Extracted text →

>>>>

We now write a .csv file for each group of indicators and the clusters each countries belongs to. By default, we sort the rows by cluster.

In [None]:
cluster_folder = os.getcwd() + '/Output/Cluster/'

if not os.path.exists(cluster_folder):
            os.makedirs(cluster_folder)

for ind in ind_dict:
    print(ind)
    df = df_dict[ind]
    df = df.set_index(['Cluster', df.index]).sort_index()
    df.to_csv(cluster_folder + ind + '.csv')
    display(df)


## VENN DIAGRAM

Finally as a more visual way to represent the clustering, we show a Venn diagram for any given country so we can observe all the countries that are related to it based on the different indicators group.

<<<<

Brief 1 →
Decide whether each statement agrees with the clustering excerpt above. Answer yes or no, and quote the words that settle it.
(a) By default, the rows are sorted by cluster.
(b) The output is written as one spreadsheet file in .xlsx format.
(c) The Venn diagram is drawn for any given country.
Brief 2 →
Answer these questions from the clustering excerpt above, one per line.
(a) Which path is added to the current working directory to form the output folder?
(b) What function creates the folder when it does not exist?
(c) What does the Venn diagram let the reader observe?

Collected data →
>>>>

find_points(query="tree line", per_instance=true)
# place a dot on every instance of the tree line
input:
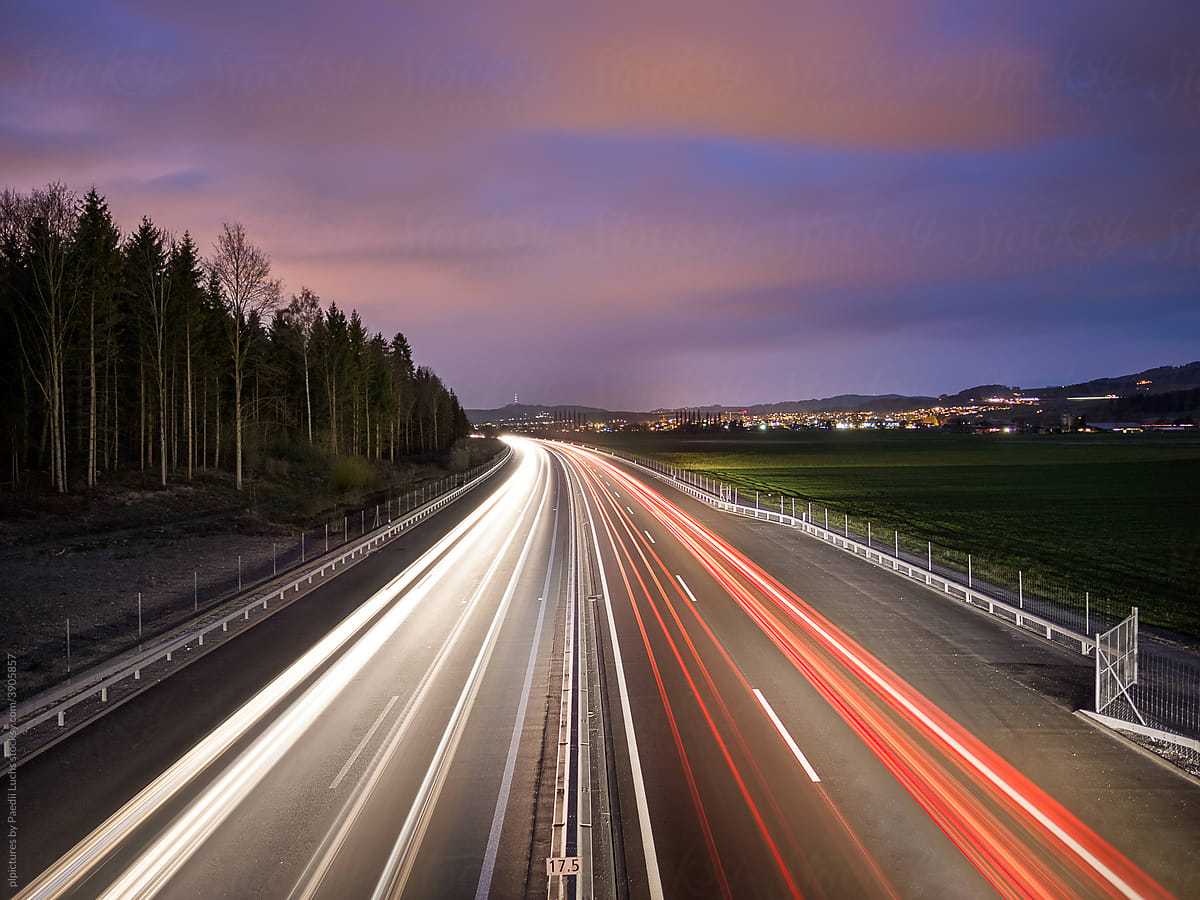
(137, 352)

<<<<

Written solution 1 →
(a) Yes: "By default, we sort the rows by cluster."
(b) No: "We now write a .csv file for each group of indicators"
(c) Yes: "we show a Venn diagram for any given country"

Written solution 2 →
(a) '/Output/Cluster/'
(b) os.makedirs
(c) All the countries that are related to the given country based on the different indicators group.